WRITTEN PROBLEM A:
Sum up the text on ODP in two sentences.
——————————
Version: 1.3.1.0

ODP as the Foundation for AI Workloads

What ODP Is and Is Not

Let's be direct: ODP does not include AI models, large language models, or machine learning frameworks beyond Spark MLlib (covered in the next section). ODP is a data platform, not an AI engine.

What ODP provides is the governed data foundation that AI workloads require to be trustworthy, reproducible, and compliant. The quality, governance, and accessibility of training data matters as much as model architecture. ODP is where that data layer is built.

You bring your ML framework — PyTorch, TensorFlow, scikit-learn, Hugging Face, or any other tool. ODP ensures the data those frameworks consume is governed, audited, versioned, and sovereign.

What "AI-Ready" Means for ODP

An AI-ready data platform must answer the following questions reliably:

Where does this training data come from? (lineage)
Who can access it? (access control)
What did it look like at the time a model was trained? (versioning / time travel)
——————————
WRITTEN PROBLEM B:
Throughout the entries below, substitute "object" for "instance" and write their lines out again, changing nothing else.
——————————
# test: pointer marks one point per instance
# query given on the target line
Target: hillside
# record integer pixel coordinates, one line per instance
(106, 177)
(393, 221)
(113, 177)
——————————
COMPLETE ANSWER A:
ODP is a data platform rather than an AI engine, and it includes no AI models or machine learning frameworks beyond Spark MLlib. It provides the governed data foundation that AI workloads require, ensuring that the data consumed by frameworks users bring, such as PyTorch or TensorFlow, is governed, audited, versioned, and sovereign.

COMPLETE ANSWER B:
# test: pointer marks one point per object
# query given on the target line
Target: hillside
# record integer pixel coordinates, one line per object
(106, 177)
(393, 221)
(113, 177)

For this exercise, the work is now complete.